**What the task requires:** Return, exactly, the line that contains "the arched niche" together with all lines after it to the end of the entries, and no further lines.

**Records contained in a dataset:**
* * *

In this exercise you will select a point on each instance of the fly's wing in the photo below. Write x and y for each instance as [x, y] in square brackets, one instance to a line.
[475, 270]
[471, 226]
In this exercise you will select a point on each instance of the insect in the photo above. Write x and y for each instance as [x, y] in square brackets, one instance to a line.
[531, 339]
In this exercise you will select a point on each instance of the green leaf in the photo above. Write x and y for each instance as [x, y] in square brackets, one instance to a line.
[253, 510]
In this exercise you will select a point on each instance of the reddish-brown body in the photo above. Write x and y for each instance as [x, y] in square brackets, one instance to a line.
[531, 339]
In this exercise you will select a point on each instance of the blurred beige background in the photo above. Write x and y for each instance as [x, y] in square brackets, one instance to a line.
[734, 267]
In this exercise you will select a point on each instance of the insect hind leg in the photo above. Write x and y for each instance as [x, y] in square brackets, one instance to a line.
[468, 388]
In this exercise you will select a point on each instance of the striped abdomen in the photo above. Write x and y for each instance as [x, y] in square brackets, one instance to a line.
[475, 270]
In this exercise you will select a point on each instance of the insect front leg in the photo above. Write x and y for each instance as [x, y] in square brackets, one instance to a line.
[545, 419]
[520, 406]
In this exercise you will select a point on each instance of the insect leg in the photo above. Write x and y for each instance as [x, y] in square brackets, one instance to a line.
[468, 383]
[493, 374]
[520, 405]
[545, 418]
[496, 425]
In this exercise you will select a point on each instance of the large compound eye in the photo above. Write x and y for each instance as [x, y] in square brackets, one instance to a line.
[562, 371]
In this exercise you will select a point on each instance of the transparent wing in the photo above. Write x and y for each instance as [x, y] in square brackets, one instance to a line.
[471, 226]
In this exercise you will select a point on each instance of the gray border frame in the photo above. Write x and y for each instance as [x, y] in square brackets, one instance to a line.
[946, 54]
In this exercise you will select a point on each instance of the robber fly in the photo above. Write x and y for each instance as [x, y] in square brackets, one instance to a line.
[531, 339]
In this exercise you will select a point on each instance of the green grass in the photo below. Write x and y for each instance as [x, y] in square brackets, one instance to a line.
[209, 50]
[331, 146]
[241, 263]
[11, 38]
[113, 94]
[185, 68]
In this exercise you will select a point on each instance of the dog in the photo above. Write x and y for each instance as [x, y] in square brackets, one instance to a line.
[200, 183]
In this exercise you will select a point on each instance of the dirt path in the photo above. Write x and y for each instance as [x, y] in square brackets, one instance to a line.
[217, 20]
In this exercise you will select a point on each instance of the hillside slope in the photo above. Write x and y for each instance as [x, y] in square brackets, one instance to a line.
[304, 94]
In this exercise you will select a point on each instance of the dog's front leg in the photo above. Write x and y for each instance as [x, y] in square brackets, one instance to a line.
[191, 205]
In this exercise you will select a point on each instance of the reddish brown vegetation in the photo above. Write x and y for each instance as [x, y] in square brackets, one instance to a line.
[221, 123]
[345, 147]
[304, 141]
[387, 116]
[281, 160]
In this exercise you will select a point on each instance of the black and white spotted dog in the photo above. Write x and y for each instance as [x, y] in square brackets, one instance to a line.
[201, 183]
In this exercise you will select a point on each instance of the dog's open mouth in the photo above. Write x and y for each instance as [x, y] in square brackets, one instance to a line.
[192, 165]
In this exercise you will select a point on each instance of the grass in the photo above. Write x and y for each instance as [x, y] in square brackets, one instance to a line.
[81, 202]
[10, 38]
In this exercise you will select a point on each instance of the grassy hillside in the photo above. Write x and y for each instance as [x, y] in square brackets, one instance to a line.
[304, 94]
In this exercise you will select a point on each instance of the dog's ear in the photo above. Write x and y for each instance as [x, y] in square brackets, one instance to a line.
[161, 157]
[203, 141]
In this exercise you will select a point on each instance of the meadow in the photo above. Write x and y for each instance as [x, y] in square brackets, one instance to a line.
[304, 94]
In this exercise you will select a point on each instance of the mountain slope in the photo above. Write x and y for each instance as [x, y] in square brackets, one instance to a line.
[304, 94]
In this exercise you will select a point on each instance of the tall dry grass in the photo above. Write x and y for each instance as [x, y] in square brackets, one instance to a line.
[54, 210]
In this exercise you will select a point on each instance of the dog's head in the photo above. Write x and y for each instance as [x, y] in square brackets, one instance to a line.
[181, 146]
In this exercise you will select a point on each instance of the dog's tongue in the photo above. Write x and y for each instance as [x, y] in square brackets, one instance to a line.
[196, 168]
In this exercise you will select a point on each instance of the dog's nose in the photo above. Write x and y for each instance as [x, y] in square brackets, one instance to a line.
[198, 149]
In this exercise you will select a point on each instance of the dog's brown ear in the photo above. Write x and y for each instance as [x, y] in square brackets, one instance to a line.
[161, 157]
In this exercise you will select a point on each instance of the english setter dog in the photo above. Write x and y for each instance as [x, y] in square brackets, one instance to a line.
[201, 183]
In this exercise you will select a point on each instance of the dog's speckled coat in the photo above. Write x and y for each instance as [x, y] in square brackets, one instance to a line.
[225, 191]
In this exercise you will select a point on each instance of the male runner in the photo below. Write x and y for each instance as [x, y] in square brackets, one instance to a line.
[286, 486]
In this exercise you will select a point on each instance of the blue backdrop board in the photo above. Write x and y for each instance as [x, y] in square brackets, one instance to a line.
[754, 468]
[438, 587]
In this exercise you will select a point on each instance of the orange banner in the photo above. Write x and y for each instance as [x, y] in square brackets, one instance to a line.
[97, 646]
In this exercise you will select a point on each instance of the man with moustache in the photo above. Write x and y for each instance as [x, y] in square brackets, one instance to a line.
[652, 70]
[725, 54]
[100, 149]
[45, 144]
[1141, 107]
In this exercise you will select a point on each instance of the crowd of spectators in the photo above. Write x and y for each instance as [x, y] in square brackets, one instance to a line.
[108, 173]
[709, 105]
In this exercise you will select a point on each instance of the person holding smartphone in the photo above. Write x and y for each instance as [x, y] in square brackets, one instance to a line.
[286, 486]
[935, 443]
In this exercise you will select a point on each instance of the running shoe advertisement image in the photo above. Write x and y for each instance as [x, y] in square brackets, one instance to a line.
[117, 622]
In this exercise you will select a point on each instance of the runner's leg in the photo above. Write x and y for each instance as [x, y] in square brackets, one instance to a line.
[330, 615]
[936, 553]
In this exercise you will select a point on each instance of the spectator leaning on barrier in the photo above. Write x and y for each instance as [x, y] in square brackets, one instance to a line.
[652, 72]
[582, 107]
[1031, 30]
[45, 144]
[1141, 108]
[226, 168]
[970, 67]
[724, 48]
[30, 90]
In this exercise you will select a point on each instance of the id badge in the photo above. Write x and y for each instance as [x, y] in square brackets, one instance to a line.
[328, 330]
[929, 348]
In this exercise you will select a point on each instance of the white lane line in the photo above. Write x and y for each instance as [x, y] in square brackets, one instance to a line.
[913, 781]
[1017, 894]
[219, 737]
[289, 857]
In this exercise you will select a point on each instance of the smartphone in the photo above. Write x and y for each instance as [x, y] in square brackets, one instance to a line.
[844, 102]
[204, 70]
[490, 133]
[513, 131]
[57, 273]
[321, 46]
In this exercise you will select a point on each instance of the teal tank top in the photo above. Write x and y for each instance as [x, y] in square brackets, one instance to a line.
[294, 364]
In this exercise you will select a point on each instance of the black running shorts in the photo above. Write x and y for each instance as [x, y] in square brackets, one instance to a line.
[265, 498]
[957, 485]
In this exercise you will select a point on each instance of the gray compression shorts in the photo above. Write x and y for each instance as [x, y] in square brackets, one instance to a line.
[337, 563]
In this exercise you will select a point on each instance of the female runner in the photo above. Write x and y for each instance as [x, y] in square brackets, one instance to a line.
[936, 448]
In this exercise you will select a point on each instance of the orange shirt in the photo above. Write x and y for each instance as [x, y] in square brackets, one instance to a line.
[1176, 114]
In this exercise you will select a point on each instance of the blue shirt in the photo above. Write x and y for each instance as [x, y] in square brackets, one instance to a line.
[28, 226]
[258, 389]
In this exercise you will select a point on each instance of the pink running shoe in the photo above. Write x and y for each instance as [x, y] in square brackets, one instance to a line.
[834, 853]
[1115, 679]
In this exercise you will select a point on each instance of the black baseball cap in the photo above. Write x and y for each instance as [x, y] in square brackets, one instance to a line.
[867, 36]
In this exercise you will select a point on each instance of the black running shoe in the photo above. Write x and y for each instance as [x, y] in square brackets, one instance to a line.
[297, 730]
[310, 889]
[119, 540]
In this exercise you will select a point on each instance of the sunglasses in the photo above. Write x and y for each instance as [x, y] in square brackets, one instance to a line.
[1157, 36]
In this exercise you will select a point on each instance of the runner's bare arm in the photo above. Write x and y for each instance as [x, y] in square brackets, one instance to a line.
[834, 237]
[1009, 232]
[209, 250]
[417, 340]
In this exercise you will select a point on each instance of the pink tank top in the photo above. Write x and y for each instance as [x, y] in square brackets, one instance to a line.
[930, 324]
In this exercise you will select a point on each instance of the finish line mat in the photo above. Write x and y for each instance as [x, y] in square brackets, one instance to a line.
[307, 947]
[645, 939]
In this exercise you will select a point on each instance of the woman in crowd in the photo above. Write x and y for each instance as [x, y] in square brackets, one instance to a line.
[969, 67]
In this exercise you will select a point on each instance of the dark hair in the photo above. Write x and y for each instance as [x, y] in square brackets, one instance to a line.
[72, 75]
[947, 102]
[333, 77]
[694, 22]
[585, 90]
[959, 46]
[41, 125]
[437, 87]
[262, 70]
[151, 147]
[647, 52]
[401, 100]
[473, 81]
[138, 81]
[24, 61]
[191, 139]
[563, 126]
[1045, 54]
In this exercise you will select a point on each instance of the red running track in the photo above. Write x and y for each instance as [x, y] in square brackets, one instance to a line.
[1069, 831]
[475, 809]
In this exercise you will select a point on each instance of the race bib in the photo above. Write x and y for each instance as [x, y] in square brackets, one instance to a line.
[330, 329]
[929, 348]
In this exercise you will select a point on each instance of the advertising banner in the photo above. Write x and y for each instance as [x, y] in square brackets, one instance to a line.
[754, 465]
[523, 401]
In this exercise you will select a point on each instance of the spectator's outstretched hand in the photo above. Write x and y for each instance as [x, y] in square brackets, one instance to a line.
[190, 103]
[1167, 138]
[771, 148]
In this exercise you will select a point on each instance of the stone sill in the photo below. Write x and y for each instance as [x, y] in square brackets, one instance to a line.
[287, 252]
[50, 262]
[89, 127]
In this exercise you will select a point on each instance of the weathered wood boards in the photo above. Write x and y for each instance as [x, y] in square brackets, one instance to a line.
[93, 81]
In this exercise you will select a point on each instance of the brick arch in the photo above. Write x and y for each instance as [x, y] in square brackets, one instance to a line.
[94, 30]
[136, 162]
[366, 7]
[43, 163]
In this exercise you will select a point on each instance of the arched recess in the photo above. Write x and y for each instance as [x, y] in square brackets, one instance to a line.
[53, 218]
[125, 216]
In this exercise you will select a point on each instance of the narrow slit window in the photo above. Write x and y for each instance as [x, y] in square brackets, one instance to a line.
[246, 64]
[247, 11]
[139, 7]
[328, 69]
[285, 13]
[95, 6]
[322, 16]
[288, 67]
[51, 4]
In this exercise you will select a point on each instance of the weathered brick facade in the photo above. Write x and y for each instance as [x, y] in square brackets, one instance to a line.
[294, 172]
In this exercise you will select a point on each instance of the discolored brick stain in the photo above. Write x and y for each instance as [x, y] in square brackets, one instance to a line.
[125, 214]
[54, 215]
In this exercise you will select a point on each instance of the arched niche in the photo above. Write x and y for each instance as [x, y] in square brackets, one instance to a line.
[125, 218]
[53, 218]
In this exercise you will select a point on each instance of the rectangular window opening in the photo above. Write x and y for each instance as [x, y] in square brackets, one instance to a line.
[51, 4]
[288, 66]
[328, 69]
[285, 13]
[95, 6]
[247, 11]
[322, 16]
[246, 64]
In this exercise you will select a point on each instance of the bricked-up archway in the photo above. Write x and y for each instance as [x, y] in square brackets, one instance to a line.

* * *

**Expected answer:**
In this exercise you will select a point on each instance of the arched niche in the photo above. Write x and y for each instance as [x, y] in square brackets, one instance to a line.
[125, 218]
[53, 218]
In this exercise you will select a point on each instance of the rectangular window opening in the photo above. Write x and y for each instance as [x, y] in square brackets, one instance to a line.
[51, 4]
[288, 66]
[328, 69]
[285, 13]
[95, 6]
[247, 11]
[322, 16]
[246, 64]
In this exercise you will select a point on each instance of the bricked-up archway in the photo above. Write x and y for each instance as [x, y] in square brackets, one instance to a line.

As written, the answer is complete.